→ **Tasks and exercises**
**1.** Reproduce everything in the Swartzwelder excerpt from "But his reclusive" down to "merely a recluse.".
**2.** According to the Swartzwelder excerpt, what kind of books does Swartzwelder write these days?
**3.** Continue the Swartzwelder excerpt from its last sentence onward.

→ **Excerpt**
------------------------------------

The man's status is deserved, but not because of his elusiveness. Swartzwelder should be revered for all the classic Simpsons episodes he wrote. His voice is singular in its absurdism, bizarre internal logic, and obsession with bygone America. Unlike many of the show's Harvard-pedigreed writers, he's a proud and stubborn outsider.

And he's still at it. He writes books these days, self-published absurdist dime-store novels about the world's dumbest detective. They're as funny as anything he wrote on The Simpsons, the effortless work of a truly great humorist with nothing to prove.

But his reclusive reputation gets in the way here. Because his books are self-published and look like (no disrespect intended) political manifestos salvaged from a library dumpster, you've got to work to find them. They don't get nearly as much press as, say, fellow comedy legend Jack Handey's The Stench of Honolulu, which got excerpted in the New Yorker and reviewed everywhere. Swartzwelder should be recognized as one of the funniest writers alive, no matter how tempting it is to mythologize him as merely a recluse.

------------------------------------

→ **Data section**
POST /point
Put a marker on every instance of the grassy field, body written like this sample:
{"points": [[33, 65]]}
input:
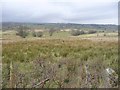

------------------------------------

→ **Task responses**
**1.**
But his reclusive reputation gets in the way here. Because his books are self-published and look like (no disrespect intended) political manifestos salvaged from a library dumpster, you've got to work to find them. They don't get nearly as much press as, say, fellow comedy legend Jack Handey's The Stench of Honolulu, which got excerpted in the New Yorker and reviewed everywhere. Swartzwelder should be recognized as one of the funniest writers alive, no matter how tempting it is to mythologize him as merely a recluse.

**2.** Self-published absurdist dime-store novels about the world's dumbest detective.

**3.**
Given all that, when I learned about his 1996 western comedy pilot, Pistol Pete, I immediately became obsessed with it. Like most of Swartzwelder's career, it was half apocryphal comedy-message-board whispers, which made it easy to obsess over. What would his vision even look like played out by live actors, outside of The Simpsons and deliberately obscure paperbacks? Could it compete with a show on which Johnny Carson juggled Buicks? Well, now we know, because it got uploaded out of the blue, plucked out of the purgatory of hazy anecdotes from actors who remember it only as a job that didn't pan out.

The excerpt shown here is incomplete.